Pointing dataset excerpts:
%%

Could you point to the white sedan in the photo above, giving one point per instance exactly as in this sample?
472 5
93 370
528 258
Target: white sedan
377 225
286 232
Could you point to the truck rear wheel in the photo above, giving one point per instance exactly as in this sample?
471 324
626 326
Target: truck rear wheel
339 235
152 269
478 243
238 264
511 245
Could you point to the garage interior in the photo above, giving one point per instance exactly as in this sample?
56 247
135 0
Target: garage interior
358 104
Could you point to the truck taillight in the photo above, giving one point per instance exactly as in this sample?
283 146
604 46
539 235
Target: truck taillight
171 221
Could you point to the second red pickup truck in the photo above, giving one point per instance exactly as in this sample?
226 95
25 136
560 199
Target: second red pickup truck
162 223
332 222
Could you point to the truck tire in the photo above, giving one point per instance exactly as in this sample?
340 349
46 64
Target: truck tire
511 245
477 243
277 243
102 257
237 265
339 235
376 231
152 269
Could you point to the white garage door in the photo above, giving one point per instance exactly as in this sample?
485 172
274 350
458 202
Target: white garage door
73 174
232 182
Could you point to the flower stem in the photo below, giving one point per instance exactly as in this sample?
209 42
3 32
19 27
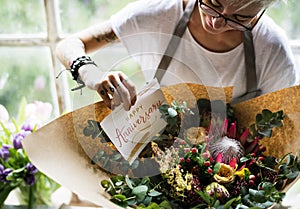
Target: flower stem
4 194
31 199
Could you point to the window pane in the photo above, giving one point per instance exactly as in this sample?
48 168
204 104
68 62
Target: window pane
77 14
22 16
24 73
287 16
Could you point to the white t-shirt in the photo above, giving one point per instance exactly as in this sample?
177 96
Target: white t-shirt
145 28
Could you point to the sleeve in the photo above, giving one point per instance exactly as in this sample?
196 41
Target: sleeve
275 60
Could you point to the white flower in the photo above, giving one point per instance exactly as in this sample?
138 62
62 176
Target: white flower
172 112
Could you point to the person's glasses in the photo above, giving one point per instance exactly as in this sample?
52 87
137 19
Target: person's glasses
232 23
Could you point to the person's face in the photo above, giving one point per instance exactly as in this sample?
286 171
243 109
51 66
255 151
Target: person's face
219 16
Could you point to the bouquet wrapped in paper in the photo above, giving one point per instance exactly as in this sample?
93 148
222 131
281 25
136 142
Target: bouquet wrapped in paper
180 146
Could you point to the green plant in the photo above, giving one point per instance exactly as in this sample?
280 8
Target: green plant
16 170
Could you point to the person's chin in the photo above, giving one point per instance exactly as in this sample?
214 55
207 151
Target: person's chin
212 30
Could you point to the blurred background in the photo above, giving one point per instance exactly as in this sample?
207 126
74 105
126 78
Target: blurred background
30 30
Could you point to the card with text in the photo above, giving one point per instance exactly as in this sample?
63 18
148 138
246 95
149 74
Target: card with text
130 131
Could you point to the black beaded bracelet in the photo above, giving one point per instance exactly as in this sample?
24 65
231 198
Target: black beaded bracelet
76 64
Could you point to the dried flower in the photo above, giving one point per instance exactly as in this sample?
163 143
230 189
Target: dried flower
225 174
216 189
230 148
196 135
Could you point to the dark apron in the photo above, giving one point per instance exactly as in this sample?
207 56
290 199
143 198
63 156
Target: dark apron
251 78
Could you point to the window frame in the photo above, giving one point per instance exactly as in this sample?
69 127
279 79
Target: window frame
59 87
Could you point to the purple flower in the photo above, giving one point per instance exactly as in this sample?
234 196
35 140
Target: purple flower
18 138
4 173
4 152
30 174
30 179
27 127
31 169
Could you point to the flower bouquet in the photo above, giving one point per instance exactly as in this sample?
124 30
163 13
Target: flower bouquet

%%

WHAT TO WORK ON: Reproduce verbatim every line from the one containing "Could you point to the purple" through the last of the rows, inclusive.

RESULT FOR THIS EXERCISE:
Could you point to the purple flower in the photo above, giving one point per instance exactly as in this sample?
234 196
35 140
Target: purple flower
18 138
4 173
4 152
30 174
30 179
27 127
31 169
Could you point to the flower bouquet in the photo above, giving one point per instance exactly as in this sample?
124 30
163 13
Target: flower bouquet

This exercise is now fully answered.